--- Record list ---

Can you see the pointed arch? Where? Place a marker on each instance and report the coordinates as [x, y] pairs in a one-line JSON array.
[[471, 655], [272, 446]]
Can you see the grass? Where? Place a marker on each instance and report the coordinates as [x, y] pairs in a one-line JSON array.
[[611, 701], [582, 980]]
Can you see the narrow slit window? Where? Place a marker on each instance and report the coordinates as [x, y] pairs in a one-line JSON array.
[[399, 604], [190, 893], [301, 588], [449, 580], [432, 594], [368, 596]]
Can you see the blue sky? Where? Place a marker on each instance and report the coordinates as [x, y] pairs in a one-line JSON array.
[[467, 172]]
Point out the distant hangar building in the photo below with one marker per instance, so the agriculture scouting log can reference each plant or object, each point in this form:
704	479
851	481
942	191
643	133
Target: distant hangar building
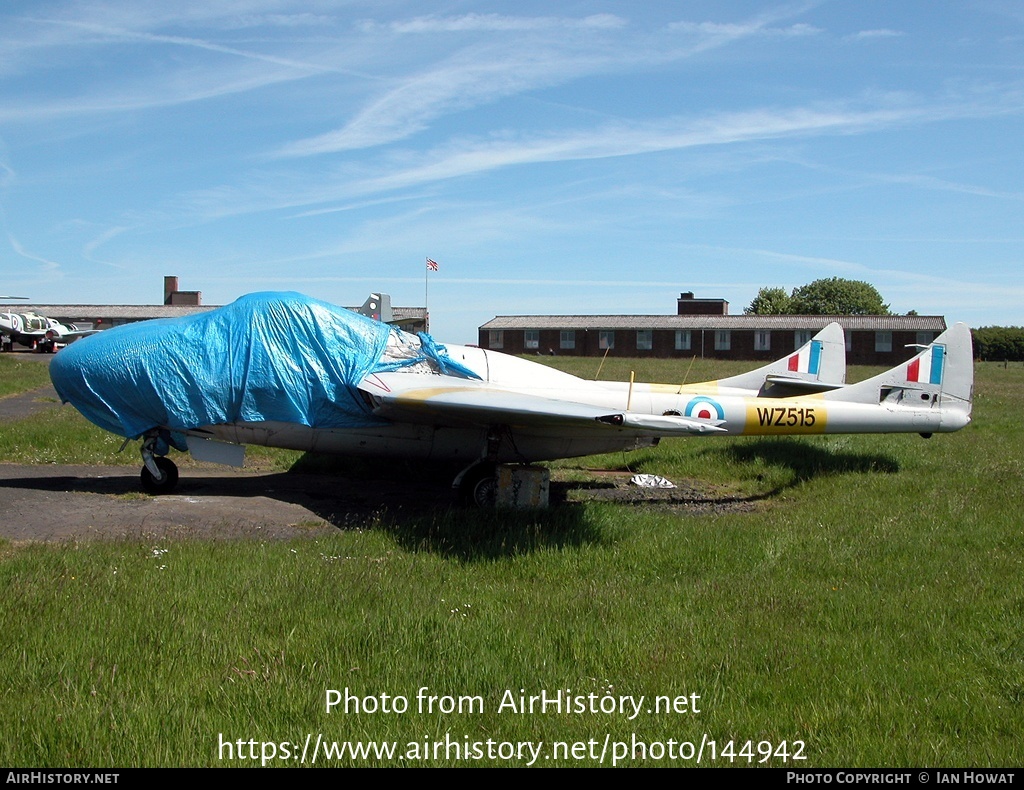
705	328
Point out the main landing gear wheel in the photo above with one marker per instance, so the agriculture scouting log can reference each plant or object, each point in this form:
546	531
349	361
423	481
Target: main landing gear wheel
479	487
166	482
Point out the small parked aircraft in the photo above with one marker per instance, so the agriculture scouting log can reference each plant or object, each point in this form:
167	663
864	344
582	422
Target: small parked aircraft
284	370
36	332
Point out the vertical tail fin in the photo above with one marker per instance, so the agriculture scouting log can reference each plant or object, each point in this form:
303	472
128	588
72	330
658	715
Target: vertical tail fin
940	376
817	365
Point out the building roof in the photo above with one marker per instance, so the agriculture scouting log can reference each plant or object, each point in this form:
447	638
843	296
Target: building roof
118	312
781	323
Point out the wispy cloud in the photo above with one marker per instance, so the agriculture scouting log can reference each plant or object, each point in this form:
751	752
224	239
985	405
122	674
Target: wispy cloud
495	23
486	72
872	34
50	267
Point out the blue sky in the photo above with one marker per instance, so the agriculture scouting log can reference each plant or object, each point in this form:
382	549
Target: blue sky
577	157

---

[Work instructions] Please edit the records above, changing each "agriculture scouting log" to "field inspection log" and keeping everything else the same. Leave the pictures out of your answer.

[Finished exercise]
Can you see the pointed arch? Where? Place a marker on each instance and report the coordinates as [x, y] pairs in a one-line JSON array.
[[471, 655], [272, 446]]
Can you see the grass? Where? Place a marker on each instance and report the coordinates as [x, y] pairs in a one-line JSON array.
[[611, 701], [582, 980]]
Can you see the narrow slit window? Where? Place a marker on each instance and report the coordinates as [x, y] pairs in a one-line JSON array.
[[399, 604], [190, 893], [301, 588], [449, 580], [432, 594], [368, 596]]
Can you see the blue sky? Where? Place a marker on each instance and report the coordinates as [x, y] pairs in a one-line JSON array.
[[467, 172]]
Point out the distant hangar building in the photo below with one marker per instance, so the field inspection log can reference each plant or object, each point in this form:
704	479
851	481
942	191
643	133
Target: distant hangar building
705	328
Point out the main landing gear wheel in the photo above with one marker per instance, so the field inspection log can reference each plant or object, each point in this form:
546	531
349	361
423	481
Target: main landing gear wheel
479	487
166	482
Point out the small parked aircraft in the photo above with one marker per instance, so the field inspection log can reference each plant or object, each point in this form:
167	663
864	344
582	422
Target: small parked aircraft
284	370
36	332
Point out the vertical tail fin in the photo above with one marker per instance, so the field inspection log can reference each plant or object, each point in this form:
303	472
128	588
72	330
658	715
Target: vertical tail fin
940	376
817	365
Point out the building roof in the photo above with one marker per instance, so the field inspection log can reference each plant or object, each point in this form:
447	638
843	296
Target: building roof
118	312
781	323
Point out the wispy cloud in the photo above with one marker per instance, so the field inspection log can reference each plant or object, each point in this form:
751	752
224	239
985	405
122	674
Target: wispy cloud
495	23
486	72
872	34
50	267
Point out the blue sky in the photo above with one marker per instance, so the field inspection log can reference each plant or object, each point in this form:
382	549
Target: blue sky
577	157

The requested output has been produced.